** BEGIN Supplied records **

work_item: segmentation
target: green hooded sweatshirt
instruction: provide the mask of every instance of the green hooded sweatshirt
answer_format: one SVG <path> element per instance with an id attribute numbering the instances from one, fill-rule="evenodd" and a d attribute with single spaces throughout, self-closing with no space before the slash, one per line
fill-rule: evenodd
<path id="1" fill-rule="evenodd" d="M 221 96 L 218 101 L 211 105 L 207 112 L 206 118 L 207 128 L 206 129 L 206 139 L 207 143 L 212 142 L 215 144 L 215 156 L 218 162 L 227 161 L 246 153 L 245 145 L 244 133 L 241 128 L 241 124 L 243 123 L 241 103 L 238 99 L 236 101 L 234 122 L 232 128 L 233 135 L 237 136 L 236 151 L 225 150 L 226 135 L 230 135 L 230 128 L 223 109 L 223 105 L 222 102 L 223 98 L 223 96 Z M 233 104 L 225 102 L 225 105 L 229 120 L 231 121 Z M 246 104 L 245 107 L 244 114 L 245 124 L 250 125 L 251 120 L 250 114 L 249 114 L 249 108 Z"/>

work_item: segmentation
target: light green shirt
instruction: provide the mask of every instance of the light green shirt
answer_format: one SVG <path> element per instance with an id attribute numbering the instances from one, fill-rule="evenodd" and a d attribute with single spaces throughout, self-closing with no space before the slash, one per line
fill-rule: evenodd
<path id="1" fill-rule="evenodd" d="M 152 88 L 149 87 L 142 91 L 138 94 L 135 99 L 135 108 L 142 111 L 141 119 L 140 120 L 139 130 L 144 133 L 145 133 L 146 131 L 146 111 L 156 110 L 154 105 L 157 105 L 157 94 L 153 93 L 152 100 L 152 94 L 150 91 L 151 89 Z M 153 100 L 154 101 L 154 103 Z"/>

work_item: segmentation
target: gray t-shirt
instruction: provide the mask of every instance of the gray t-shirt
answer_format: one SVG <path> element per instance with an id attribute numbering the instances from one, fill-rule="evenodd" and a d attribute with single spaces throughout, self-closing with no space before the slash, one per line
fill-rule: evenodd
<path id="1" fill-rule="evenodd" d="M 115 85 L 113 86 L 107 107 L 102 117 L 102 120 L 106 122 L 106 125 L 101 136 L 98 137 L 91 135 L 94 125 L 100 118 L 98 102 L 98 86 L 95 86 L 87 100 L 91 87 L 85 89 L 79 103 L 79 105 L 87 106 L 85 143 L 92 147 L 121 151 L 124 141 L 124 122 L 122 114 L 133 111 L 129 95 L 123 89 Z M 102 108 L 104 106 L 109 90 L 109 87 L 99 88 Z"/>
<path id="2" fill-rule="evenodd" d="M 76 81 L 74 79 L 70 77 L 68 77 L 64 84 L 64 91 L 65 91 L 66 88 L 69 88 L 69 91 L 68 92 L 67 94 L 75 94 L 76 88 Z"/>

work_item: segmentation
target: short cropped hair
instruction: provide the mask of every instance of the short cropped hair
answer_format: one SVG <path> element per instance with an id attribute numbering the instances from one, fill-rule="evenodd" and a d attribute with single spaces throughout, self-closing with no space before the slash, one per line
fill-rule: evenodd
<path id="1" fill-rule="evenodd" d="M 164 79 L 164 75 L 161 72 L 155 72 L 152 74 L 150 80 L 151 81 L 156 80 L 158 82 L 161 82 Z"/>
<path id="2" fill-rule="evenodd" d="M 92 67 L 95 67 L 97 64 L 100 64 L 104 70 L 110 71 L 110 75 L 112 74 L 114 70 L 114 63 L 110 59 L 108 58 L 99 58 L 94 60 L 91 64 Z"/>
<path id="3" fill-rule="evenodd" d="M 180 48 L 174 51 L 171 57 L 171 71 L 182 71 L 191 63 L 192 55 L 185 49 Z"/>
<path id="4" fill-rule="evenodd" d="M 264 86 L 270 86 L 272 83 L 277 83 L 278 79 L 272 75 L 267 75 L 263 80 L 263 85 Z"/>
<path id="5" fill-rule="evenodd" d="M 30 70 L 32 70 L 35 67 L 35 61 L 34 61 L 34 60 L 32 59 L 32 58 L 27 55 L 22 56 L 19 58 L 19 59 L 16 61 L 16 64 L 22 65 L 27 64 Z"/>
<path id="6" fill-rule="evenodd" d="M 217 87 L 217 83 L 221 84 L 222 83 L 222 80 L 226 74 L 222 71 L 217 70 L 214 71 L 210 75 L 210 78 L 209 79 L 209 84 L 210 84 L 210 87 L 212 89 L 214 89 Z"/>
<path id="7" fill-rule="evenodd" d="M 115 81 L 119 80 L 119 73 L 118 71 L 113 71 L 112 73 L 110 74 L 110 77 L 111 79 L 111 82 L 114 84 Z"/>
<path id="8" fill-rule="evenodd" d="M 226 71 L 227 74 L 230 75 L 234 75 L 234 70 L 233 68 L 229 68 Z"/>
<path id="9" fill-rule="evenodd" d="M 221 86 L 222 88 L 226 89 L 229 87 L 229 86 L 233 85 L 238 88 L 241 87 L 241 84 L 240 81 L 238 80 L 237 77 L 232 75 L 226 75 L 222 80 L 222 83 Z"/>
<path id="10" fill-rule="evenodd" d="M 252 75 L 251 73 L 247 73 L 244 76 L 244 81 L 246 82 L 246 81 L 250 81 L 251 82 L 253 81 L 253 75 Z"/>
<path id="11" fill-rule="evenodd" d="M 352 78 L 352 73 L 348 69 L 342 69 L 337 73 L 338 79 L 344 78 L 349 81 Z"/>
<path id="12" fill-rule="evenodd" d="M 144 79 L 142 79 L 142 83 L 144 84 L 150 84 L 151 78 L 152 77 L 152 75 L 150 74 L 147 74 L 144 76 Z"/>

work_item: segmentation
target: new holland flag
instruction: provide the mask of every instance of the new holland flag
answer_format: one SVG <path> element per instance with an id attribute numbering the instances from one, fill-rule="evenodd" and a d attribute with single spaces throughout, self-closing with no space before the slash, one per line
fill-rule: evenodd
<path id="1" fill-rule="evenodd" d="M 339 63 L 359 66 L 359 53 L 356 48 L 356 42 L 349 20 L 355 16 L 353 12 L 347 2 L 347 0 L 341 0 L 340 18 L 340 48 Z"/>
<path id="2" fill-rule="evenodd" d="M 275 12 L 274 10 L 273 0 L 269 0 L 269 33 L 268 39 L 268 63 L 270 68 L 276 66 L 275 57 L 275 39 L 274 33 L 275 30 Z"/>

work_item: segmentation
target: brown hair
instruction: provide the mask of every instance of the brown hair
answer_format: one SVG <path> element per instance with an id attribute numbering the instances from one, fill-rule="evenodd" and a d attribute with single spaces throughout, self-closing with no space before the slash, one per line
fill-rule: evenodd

** END Supplied records **

Instructions for the task >>
Pull out every line of the items above that contains the word "short".

Solution >>
target: short cropped hair
instruction: provide the mask of every instance of the short cropped hair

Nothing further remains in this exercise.